Data extracted from a collection

|---|

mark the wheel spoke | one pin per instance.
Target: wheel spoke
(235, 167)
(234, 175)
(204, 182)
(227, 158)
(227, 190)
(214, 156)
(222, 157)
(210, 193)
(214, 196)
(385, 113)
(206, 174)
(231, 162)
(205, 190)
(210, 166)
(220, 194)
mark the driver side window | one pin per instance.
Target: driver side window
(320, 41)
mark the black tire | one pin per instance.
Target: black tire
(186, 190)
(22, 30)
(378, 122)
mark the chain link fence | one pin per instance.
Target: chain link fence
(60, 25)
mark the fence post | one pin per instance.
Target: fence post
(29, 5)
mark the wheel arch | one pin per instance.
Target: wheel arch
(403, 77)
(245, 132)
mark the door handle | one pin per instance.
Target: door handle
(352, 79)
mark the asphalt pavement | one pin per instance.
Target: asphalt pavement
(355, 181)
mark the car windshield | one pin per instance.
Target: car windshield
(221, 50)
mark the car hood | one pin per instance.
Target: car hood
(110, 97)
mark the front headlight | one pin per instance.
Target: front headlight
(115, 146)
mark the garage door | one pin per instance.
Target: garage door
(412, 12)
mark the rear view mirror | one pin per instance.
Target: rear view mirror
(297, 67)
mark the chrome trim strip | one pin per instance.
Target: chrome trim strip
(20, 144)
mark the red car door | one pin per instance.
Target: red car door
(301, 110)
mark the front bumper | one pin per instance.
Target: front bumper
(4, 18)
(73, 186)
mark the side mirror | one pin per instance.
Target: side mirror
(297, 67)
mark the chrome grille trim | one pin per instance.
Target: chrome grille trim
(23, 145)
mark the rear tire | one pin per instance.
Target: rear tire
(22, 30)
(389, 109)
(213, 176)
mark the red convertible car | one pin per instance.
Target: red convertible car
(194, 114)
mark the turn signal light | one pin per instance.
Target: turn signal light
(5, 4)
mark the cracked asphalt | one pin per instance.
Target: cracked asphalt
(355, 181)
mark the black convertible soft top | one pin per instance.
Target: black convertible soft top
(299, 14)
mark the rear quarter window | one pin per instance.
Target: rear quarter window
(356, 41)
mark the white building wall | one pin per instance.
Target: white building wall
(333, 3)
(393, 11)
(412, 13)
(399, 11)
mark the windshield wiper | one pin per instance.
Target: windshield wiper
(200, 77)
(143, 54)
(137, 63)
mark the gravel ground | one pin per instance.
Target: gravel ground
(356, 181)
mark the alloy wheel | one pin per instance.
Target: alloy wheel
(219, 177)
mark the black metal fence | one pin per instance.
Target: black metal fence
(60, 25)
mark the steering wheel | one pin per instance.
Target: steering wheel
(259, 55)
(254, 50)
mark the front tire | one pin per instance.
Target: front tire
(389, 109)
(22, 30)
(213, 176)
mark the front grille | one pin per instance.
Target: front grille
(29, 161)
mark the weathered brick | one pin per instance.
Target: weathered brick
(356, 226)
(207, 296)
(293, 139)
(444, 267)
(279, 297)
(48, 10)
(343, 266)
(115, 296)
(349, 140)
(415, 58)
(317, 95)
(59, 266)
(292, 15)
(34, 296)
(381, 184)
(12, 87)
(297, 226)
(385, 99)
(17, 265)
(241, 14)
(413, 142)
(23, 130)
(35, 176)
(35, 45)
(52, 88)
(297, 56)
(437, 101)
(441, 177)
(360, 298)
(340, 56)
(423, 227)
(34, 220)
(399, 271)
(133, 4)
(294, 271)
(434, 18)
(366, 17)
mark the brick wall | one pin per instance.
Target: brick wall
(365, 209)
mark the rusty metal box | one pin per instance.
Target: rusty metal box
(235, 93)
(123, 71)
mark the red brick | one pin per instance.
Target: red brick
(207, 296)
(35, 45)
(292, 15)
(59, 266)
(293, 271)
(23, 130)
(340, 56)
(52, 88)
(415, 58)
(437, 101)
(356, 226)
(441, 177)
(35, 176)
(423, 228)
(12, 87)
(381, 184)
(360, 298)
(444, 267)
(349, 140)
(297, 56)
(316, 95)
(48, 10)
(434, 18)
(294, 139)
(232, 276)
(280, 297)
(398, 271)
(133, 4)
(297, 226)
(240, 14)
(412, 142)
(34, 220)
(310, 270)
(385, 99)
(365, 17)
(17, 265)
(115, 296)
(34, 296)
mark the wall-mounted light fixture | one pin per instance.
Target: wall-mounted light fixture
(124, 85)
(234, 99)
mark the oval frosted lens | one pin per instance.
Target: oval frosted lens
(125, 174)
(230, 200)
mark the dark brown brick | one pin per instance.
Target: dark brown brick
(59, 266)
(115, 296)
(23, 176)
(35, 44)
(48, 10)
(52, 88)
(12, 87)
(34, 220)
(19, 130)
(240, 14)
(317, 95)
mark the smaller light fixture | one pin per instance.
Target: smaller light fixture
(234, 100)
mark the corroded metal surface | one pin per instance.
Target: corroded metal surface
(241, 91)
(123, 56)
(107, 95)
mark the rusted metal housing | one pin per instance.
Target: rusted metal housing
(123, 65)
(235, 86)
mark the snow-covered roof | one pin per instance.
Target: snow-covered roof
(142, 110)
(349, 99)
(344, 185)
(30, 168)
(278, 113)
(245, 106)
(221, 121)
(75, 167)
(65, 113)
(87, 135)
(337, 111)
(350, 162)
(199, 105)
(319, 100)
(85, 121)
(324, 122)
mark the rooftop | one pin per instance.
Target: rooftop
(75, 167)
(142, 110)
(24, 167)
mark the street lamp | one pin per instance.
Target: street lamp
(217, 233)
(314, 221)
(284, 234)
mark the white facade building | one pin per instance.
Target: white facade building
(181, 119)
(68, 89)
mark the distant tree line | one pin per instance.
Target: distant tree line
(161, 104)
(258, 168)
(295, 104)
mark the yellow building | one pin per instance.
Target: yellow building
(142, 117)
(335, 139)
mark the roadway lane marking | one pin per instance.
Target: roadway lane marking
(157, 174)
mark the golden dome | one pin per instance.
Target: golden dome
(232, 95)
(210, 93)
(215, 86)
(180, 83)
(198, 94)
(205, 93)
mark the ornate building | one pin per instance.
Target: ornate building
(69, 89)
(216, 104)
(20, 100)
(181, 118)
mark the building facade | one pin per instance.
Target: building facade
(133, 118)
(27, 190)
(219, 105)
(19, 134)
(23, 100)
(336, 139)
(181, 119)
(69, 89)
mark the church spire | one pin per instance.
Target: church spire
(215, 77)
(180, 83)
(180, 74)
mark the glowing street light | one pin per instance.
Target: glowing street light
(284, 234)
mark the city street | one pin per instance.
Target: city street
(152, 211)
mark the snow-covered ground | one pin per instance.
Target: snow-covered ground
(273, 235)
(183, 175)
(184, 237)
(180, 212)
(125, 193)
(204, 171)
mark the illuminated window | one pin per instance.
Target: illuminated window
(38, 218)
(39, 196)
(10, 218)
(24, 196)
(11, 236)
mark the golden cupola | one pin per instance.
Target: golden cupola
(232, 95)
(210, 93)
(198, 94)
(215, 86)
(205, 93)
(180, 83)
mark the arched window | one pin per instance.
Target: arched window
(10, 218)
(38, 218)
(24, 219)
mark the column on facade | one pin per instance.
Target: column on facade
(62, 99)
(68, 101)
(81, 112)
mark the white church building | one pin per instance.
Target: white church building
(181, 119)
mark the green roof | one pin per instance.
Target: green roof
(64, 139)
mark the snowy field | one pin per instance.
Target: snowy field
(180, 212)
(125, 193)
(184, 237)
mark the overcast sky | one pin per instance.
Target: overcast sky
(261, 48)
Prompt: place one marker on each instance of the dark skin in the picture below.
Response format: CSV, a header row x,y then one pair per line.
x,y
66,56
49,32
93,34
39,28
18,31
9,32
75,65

|---|

What this task involves: From the entries above, print the lines beginning at the one with "Target: distant tree line" and stopping after the one with "mark the golden dome | one pin per instance.", exactly as written and with nothing else.

Written answer:
Target: distant tree line
(161, 104)
(258, 168)
(295, 104)
mark the yellow building | one pin per instance.
Target: yellow building
(142, 117)
(335, 139)
mark the roadway lane marking | one pin per instance.
Target: roadway lane marking
(157, 174)
mark the golden dome | one pin per instance.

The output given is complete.